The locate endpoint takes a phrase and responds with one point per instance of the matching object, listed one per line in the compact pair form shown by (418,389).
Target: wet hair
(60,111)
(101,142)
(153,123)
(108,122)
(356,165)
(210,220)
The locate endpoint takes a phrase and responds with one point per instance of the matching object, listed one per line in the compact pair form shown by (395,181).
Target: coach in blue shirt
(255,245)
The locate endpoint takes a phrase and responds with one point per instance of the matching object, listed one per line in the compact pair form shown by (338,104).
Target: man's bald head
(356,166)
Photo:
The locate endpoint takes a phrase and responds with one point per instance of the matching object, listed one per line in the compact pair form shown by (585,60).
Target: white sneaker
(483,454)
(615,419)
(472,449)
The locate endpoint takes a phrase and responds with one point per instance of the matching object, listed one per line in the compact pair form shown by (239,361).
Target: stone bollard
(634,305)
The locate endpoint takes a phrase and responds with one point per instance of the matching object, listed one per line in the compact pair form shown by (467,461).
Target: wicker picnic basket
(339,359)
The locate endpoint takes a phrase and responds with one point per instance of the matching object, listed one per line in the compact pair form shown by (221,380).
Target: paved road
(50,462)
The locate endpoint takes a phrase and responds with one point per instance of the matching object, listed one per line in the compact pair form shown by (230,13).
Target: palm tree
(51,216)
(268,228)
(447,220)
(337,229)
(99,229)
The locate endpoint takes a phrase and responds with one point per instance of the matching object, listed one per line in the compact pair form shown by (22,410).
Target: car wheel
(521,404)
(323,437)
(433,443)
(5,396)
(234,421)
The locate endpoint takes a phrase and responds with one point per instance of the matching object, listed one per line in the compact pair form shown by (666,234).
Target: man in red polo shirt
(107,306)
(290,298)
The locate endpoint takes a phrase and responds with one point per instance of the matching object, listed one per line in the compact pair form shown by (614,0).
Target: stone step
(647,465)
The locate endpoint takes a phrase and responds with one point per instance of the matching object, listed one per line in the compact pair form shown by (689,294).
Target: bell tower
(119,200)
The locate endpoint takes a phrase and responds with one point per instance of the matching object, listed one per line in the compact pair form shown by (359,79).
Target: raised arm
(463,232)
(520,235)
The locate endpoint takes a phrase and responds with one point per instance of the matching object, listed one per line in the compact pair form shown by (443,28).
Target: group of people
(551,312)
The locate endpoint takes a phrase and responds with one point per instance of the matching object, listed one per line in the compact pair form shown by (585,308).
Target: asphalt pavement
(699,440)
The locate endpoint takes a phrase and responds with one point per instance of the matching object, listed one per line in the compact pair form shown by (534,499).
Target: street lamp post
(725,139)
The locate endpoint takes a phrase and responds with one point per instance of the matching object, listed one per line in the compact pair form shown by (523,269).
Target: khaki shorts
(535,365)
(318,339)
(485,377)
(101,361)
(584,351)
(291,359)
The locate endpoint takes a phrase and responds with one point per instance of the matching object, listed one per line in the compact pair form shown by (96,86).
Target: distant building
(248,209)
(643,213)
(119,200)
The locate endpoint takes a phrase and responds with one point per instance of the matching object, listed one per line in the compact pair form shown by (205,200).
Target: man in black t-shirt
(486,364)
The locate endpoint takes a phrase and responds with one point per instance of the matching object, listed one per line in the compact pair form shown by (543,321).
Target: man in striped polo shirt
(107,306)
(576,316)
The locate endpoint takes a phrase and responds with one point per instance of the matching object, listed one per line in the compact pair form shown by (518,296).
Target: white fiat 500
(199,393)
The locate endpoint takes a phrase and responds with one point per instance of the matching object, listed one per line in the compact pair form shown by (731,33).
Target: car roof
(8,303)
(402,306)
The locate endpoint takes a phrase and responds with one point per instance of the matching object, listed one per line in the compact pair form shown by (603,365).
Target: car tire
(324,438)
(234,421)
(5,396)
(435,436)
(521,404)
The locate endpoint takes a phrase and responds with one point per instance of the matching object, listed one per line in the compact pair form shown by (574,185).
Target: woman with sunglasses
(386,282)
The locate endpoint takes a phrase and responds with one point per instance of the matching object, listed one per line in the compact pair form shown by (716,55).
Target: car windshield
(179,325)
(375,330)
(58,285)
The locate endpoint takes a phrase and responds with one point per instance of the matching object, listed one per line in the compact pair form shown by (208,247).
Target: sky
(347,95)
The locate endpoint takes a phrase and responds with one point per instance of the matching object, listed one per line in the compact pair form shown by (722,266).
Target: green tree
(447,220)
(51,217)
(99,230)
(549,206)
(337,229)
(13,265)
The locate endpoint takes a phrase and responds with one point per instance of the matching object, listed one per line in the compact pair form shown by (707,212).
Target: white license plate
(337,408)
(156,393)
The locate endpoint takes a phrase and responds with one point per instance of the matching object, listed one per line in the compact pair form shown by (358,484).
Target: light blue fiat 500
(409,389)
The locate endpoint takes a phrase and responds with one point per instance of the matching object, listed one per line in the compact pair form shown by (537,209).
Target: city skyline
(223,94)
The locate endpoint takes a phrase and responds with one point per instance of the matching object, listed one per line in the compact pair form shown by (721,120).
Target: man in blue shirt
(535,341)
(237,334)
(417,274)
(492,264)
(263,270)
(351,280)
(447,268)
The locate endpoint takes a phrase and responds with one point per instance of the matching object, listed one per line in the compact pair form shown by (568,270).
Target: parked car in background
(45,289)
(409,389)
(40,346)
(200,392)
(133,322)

◆ WHAT IS BEING ASKED ◆
Please output the complete set of records above without any alteration.

◆ RESPONSE ◆
The locate endpoint takes a phrase and responds with one point per instance of the matching object, listed one per line in the compact pair form shown by (418,389).
Target: wet hair
(60,111)
(101,142)
(153,123)
(108,122)
(356,165)
(210,220)
The locate endpoint takes a phrase and responds with one point per instance of the matching object, listed one per line in the compact pair form shown by (395,181).
Target: coach in blue shirt
(255,245)
The locate endpoint takes a phrase and responds with one point per instance of the matching object, listed one per line in the compact pair form shown by (338,104).
Target: man's bald head
(356,166)
Photo:
The locate endpoint takes a phrase and responds with one point per instance of the matching object, listed one per line in the compact pair form shown by (585,60).
Target: white sneaker
(483,454)
(615,419)
(472,449)
The locate endpoint takes a phrase and responds with one point per instance of the matching object, listed one per line in the compact pair form shown by (239,361).
Target: stone bollard
(634,305)
The locate endpoint takes a phrase and responds with one point per instance of the matching object, listed one per line in the compact pair form shown by (467,461).
Target: wicker picnic basket
(339,359)
The locate endpoint takes a phrase and responds with one point per instance of the matching object, listed one per line in the compact pair form shown by (221,380).
Target: paved road
(50,462)
The locate endpoint takes a phrase and responds with one point per instance of the matching object, listed one per line in the compact pair form shown by (230,13).
Target: palm tree
(51,216)
(268,228)
(447,220)
(337,229)
(99,229)
The locate endpoint takes a phrase and responds with one point per instance of the matching object, listed one per line in the compact pair form shown by (22,410).
Target: car wheel
(521,404)
(323,437)
(433,443)
(5,396)
(234,421)
The locate endpoint takes a phrase and responds with one point per instance of the matching object, listed one per line in the compact pair form shown by (666,234).
Target: man in red polo shirt
(107,306)
(290,298)
The locate endpoint takes a phrase and responds with one point per instance of the matching object, listed one per line in the compact pair form shown by (614,0).
Target: stone step
(647,465)
The locate endpoint takes a phrase and responds with one point per instance of the matching object, listed one per line in the compact pair form shown by (689,294).
Target: bell tower
(119,200)
The locate endpoint takes a phrase and responds with one point per instance of the matching object, listed one per line in the compact pair form shown by (359,79).
Target: raised arm
(463,232)
(520,235)
The locate endpoint takes a phrase and responds with one point per instance of the matching object, listed one per line in the compact pair form shown by (443,28).
Target: group of people
(551,312)
The locate endpoint takes a phrase and responds with one point per instance of the matching object, listed one per line in the compact pair form shown by (585,308).
Target: asphalt pavement
(699,440)
The locate endpoint takes a phrase and responds with one point per instance of the matching object, listed one per line in the compact pair form shown by (534,499).
Target: street lamp post
(725,139)
The locate endpoint takes a phrase and responds with one point per instance of the matching object, listed one per line in the compact pair form shown by (523,269).
Target: khaki shorts
(535,365)
(318,339)
(485,377)
(101,361)
(584,351)
(291,359)
The locate endpoint takes a phrase and responds with one point per instance of the matching object, listed one per line in the compact pair form shown by (96,86).
Target: distant building
(248,209)
(643,213)
(119,200)
The locate endpoint takes a phrase and responds with one point per instance of the matching object, listed one per line in the compact pair form shown by (205,200).
Target: man in black t-shirt
(486,364)
The locate endpoint takes a phrase and responds with one point per instance of the matching object, listed one per line in the compact pair form shown by (543,321).
Target: man in striped polo shirt
(107,306)
(576,316)
The locate endpoint takes a phrase and responds with one point per instance of the matching object, listed one per line in the compact pair form shown by (518,296).
Target: white fiat 500
(199,393)
The locate endpoint takes a phrase and responds with one point per instance of the matching object, listed one per line in the compact pair form shown by (731,33).
Target: car roof
(8,303)
(402,306)
The locate endpoint takes a phrase and responds with one point per instance of the matching object, listed one per line in the compact pair form shown by (603,365).
Target: car tire
(324,438)
(234,421)
(5,396)
(435,436)
(521,404)
The locate endpoint takes a phrase and responds with one point per instance of the matching object, listed one per line in the compact pair form shown by (574,185).
Target: woman with sunglasses
(386,282)
The locate endpoint takes a phrase and responds with one point per instance of the matching object, listed one per line in the compact pair form shown by (716,55).
Target: car windshield
(179,325)
(375,330)
(58,285)
The locate endpoint takes a phrase and responds with one point per instance of the matching object, listed one per line in the compact pair form shown by (208,247).
Target: sky
(347,95)
The locate endpoint takes a phrase and responds with one point per instance of the matching object, listed one per line in the compact pair form shown by (722,266).
Target: green tree
(447,220)
(51,217)
(99,230)
(549,206)
(337,229)
(13,265)
The locate endpoint takes a phrase and responds with one point per instance of the matching object, listed one per line in the compact pair form shown by (707,212).
Target: white license plate
(337,408)
(156,393)
The locate endpoint takes a phrase and responds with one point per instance of the matching object, listed one per line in the compact pair form shown by (358,484).
Target: light blue fiat 500
(409,389)
The locate endpoint takes a phrase and responds with one point per instance of the matching object, listed one per line in the compact pair form shown by (537,209).
Target: city skyline
(223,94)
The locate endpoint takes a phrase and responds with one point per instance of the matching object, listed one per line in the compact pair form shown by (721,120).
Target: man in blue shirt
(535,341)
(237,334)
(417,274)
(492,264)
(263,270)
(351,280)
(447,268)
The locate endpoint takes a phrase and responds with one point per instance of the matching object, listed one per line in the compact pair form shown by (568,270).
Target: parked car in background
(45,289)
(409,389)
(40,346)
(200,392)
(133,322)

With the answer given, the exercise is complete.